• [Exercise requirements]: Rewrite the lines below so that "innermost point" becomes "central point" wherever it occurs, and leave all other wording the same.

• [Dataset records]:
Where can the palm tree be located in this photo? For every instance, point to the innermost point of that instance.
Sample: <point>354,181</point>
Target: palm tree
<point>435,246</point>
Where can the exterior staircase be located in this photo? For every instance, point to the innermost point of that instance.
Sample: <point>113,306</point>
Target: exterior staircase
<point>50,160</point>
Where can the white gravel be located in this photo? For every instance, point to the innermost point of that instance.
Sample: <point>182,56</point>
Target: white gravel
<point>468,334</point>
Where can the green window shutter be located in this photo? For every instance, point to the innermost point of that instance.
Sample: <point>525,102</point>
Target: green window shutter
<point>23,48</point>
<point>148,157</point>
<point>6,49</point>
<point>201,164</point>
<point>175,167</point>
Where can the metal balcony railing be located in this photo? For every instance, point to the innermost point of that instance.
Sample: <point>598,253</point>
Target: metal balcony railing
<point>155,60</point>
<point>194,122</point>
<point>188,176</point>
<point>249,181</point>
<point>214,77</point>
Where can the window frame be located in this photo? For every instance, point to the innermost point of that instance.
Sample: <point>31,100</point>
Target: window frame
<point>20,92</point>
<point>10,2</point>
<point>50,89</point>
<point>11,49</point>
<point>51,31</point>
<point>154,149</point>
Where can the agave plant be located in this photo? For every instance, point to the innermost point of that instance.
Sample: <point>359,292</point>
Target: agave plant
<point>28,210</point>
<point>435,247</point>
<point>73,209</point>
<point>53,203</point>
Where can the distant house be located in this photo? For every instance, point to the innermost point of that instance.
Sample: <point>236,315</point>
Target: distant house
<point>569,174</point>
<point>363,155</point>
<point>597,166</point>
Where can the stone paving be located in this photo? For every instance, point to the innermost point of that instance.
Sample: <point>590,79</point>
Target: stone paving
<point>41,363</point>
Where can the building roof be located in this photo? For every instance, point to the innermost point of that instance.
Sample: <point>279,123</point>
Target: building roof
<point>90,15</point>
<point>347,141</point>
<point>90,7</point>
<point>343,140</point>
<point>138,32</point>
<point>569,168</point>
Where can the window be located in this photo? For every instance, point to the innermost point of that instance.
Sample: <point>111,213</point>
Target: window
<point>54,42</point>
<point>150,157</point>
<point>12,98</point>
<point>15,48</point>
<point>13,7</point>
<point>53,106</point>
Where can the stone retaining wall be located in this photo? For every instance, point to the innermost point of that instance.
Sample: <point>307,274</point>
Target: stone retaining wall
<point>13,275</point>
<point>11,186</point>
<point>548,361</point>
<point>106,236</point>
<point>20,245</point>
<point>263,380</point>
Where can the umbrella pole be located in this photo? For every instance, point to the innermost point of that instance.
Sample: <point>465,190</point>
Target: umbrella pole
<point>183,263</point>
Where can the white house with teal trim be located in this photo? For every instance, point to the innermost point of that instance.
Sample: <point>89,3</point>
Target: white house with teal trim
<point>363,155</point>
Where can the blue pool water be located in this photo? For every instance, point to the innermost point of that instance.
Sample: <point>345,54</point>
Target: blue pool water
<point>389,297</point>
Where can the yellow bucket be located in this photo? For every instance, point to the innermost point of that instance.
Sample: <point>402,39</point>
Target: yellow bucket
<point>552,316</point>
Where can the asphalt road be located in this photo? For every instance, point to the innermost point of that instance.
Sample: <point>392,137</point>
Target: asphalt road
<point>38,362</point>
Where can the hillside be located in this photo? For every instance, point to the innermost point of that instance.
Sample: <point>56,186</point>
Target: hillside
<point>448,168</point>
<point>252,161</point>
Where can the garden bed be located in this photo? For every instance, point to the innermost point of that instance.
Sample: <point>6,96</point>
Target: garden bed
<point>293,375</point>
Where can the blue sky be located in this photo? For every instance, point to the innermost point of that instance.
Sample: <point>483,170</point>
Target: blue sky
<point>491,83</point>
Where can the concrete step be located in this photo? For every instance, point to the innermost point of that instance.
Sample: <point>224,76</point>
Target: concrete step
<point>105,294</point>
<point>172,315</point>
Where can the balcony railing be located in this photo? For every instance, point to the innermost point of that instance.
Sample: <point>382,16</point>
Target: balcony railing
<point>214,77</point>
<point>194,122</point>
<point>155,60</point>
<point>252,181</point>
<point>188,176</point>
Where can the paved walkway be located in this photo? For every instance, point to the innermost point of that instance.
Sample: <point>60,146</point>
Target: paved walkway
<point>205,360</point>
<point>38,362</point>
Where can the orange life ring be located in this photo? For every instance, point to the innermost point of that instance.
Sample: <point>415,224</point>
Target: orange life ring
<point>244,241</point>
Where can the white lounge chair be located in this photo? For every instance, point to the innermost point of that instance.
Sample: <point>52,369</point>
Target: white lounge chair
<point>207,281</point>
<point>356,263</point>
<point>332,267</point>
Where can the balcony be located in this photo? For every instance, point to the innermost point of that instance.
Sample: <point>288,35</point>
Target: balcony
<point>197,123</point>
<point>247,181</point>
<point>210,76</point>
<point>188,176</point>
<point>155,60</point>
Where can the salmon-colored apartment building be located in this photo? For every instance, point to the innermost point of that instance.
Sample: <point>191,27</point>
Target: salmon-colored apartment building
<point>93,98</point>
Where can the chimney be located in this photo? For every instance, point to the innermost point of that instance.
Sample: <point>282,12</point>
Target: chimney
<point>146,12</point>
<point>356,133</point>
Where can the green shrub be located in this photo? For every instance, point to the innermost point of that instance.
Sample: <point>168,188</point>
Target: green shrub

• [Full answer]:
Where can the palm tree be located in this photo? For every instance, point to the central point of that instance.
Sample: <point>354,181</point>
Target: palm tree
<point>435,246</point>
Where can the exterior staircase be located in this photo? For every instance, point to the central point of that instance.
Sample: <point>113,306</point>
Target: exterior staircase
<point>50,160</point>
Where can the white gravel be located in this photo? For every instance, point to the central point of that instance.
Sample: <point>182,56</point>
Target: white gravel
<point>468,334</point>
Where can the green window shutter be located in this photo? For every instance, point to the central point of that instance.
Sample: <point>525,102</point>
Target: green window shutter
<point>23,48</point>
<point>148,157</point>
<point>6,49</point>
<point>201,164</point>
<point>175,167</point>
Where can the metal balcony railing be located in this photo? For every instance, point to the central point of that instance.
Sample: <point>598,253</point>
Target: metal balcony railing
<point>155,60</point>
<point>194,122</point>
<point>188,176</point>
<point>249,181</point>
<point>214,77</point>
Where can the window frame be located in this photo? For every instance, point to the central point of that instance.
Sample: <point>31,100</point>
Target: window frame
<point>20,92</point>
<point>10,2</point>
<point>50,89</point>
<point>11,49</point>
<point>51,31</point>
<point>154,149</point>
Where can the agave plant be located in this photo? For every instance, point to the central point of that instance.
Sample: <point>359,292</point>
Target: agave plant
<point>28,210</point>
<point>435,247</point>
<point>73,209</point>
<point>53,203</point>
Where can the distant house be located in this photo? For every instance, point to the central point of that instance.
Sample: <point>236,315</point>
Target: distant house
<point>569,174</point>
<point>363,155</point>
<point>597,166</point>
Where can the stone paving be located in this photo? For every instance, point to the central point of that instance.
Sample: <point>590,79</point>
Target: stone paving
<point>41,363</point>
Where can the building roof be located in this photo? For every instance, point to the central point of that instance.
Sample: <point>279,123</point>
Target: building roof
<point>90,15</point>
<point>347,141</point>
<point>90,7</point>
<point>343,140</point>
<point>138,32</point>
<point>569,168</point>
Where can the window be located in this photo? For every instance, point to the central point of that instance.
Sample: <point>111,213</point>
Target: window
<point>54,42</point>
<point>150,157</point>
<point>12,98</point>
<point>15,48</point>
<point>13,7</point>
<point>53,106</point>
Where can the stone retaining wall be located in this photo? For every instance, point to the central point of that instance.
Sample: <point>307,274</point>
Target: stone retaining wall
<point>13,275</point>
<point>11,186</point>
<point>548,361</point>
<point>106,236</point>
<point>20,245</point>
<point>263,380</point>
Where can the umbrella pole be located in this photo? For every instance, point to the central point of that instance.
Sample: <point>465,190</point>
Target: umbrella pole
<point>183,263</point>
Where can the white house with teal trim be located in this photo? For every instance, point to the central point of that instance.
Sample: <point>89,3</point>
Target: white house with teal trim
<point>363,155</point>
Where can the blue pool water be located in this photo? For every instance, point to the central point of that instance.
Sample: <point>345,54</point>
Target: blue pool water
<point>389,297</point>
Where can the yellow bucket be located in this photo? For every instance, point to the central point of that instance.
Sample: <point>402,39</point>
Target: yellow bucket
<point>552,316</point>
Where can the asphalt road be located in this photo? For every instance, point to the central point of that instance.
Sample: <point>392,137</point>
Target: asphalt road
<point>38,362</point>
Where can the hillside be located in this photo? For every instance, point to the central point of that instance.
Sample: <point>56,186</point>
Target: hillside
<point>448,168</point>
<point>252,161</point>
Where can the garden bed be located in this photo? For every instance, point to the central point of that instance.
Sample: <point>6,96</point>
Target: garden bed
<point>293,375</point>
Where can the blue sky be located in this photo? For every instance, point to the central point of that instance.
Sample: <point>483,170</point>
Target: blue sky
<point>491,83</point>
Where can the concrete step be located in this photo? For every instance, point to the central point of that instance.
Sample: <point>224,76</point>
Target: concrete step
<point>105,294</point>
<point>172,315</point>
Where can the balcony railing be located in this photo? For every instance, point to the central point of that instance.
Sample: <point>382,16</point>
Target: balcony railing
<point>214,77</point>
<point>194,122</point>
<point>155,60</point>
<point>252,181</point>
<point>188,176</point>
Where can the paved walkway be located in this photo? For every instance, point to the central point of that instance.
Sample: <point>60,146</point>
Target: paved walkway
<point>205,360</point>
<point>38,362</point>
Where can the orange life ring be located in this photo? For every instance, point to the central point of that instance.
Sample: <point>415,224</point>
Target: orange life ring
<point>244,241</point>
Where can the white lounge chair be located in this photo? For every instance, point to the central point of that instance.
Sample: <point>52,369</point>
Target: white lounge chair
<point>207,281</point>
<point>356,263</point>
<point>332,267</point>
Where can the balcony be located in this photo? For every instance, point to the central point of that instance.
Sample: <point>288,35</point>
Target: balcony
<point>197,123</point>
<point>247,181</point>
<point>210,76</point>
<point>188,176</point>
<point>155,60</point>
Where can the salmon-colored apartment building be located in this photo? For every instance, point to the central point of that instance.
Sample: <point>191,27</point>
Target: salmon-colored apartment building
<point>93,98</point>
Where can the chimney be located in this photo? For every instance, point to the central point of that instance.
Sample: <point>282,12</point>
Target: chimney
<point>146,12</point>
<point>356,133</point>
Where can the green shrub be located in this photo? For every instance, point to the central point of that instance.
Sample: <point>168,188</point>
Target: green shrub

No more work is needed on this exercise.